▶ **Problem details**
Restate the records that follow word for word; no pictures should appear.

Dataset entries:
##############################
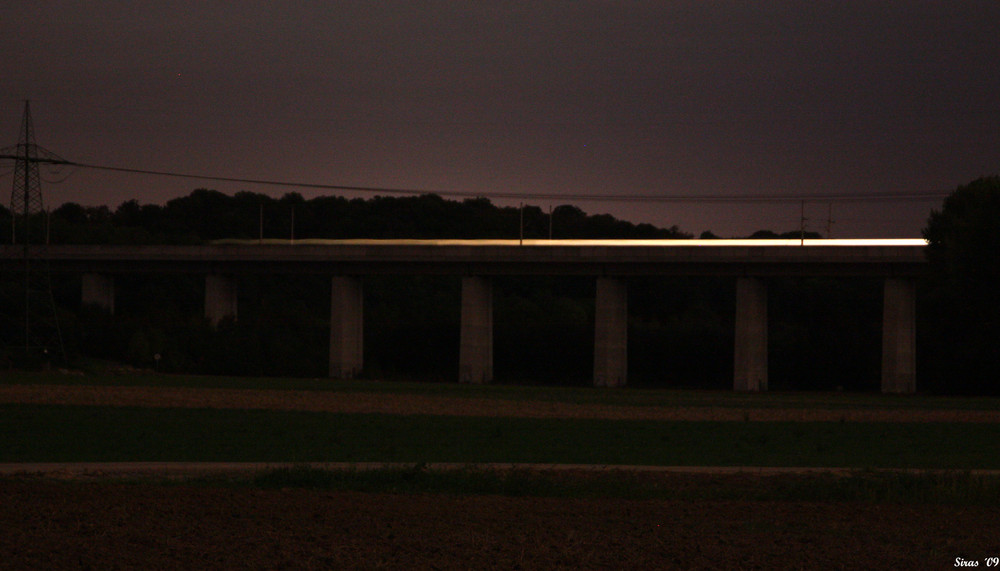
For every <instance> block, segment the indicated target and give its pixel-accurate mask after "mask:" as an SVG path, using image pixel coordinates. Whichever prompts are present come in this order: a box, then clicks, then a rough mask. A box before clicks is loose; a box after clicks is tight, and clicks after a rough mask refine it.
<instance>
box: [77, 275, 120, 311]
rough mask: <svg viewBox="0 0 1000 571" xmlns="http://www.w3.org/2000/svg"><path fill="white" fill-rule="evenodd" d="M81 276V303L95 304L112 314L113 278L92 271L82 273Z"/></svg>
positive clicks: (98, 306) (114, 295)
mask: <svg viewBox="0 0 1000 571" xmlns="http://www.w3.org/2000/svg"><path fill="white" fill-rule="evenodd" d="M82 278H83V280H82V286H83V287H82V288H81V290H82V291H81V296H80V298H81V302H82V303H83V305H96V306H98V307H100V308H101V309H103V310H105V311H107V312H108V313H110V314H111V315H114V314H115V278H113V277H112V276H108V275H104V274H94V273H87V274H83V276H82Z"/></svg>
##############################
▶ **Answer below**
For every <instance> block, segment the indicated target and give its pixel-accurate mask after "mask:" as an SVG path, using image pixel coordinates. Whichever prompts are present come in this order: a box, then clicks, then a rough mask. A box before clicks is loose; a box after clicks is tight, and clicks after a rough mask refine it.
<instance>
box: [77, 275, 120, 311]
rough mask: <svg viewBox="0 0 1000 571" xmlns="http://www.w3.org/2000/svg"><path fill="white" fill-rule="evenodd" d="M81 276V303L95 304L112 314L113 278L92 271L82 273Z"/></svg>
positive clicks: (98, 306) (114, 295)
mask: <svg viewBox="0 0 1000 571" xmlns="http://www.w3.org/2000/svg"><path fill="white" fill-rule="evenodd" d="M82 278H83V280H82V286H83V287H82V288H81V290H82V291H81V296H80V298H81V302H82V303H83V305H96V306H98V307H100V308H101V309H103V310H105V311H107V312H108V313H110V314H111V315H114V314H115V278H113V277H112V276H108V275H104V274H94V273H87V274H83V276H82Z"/></svg>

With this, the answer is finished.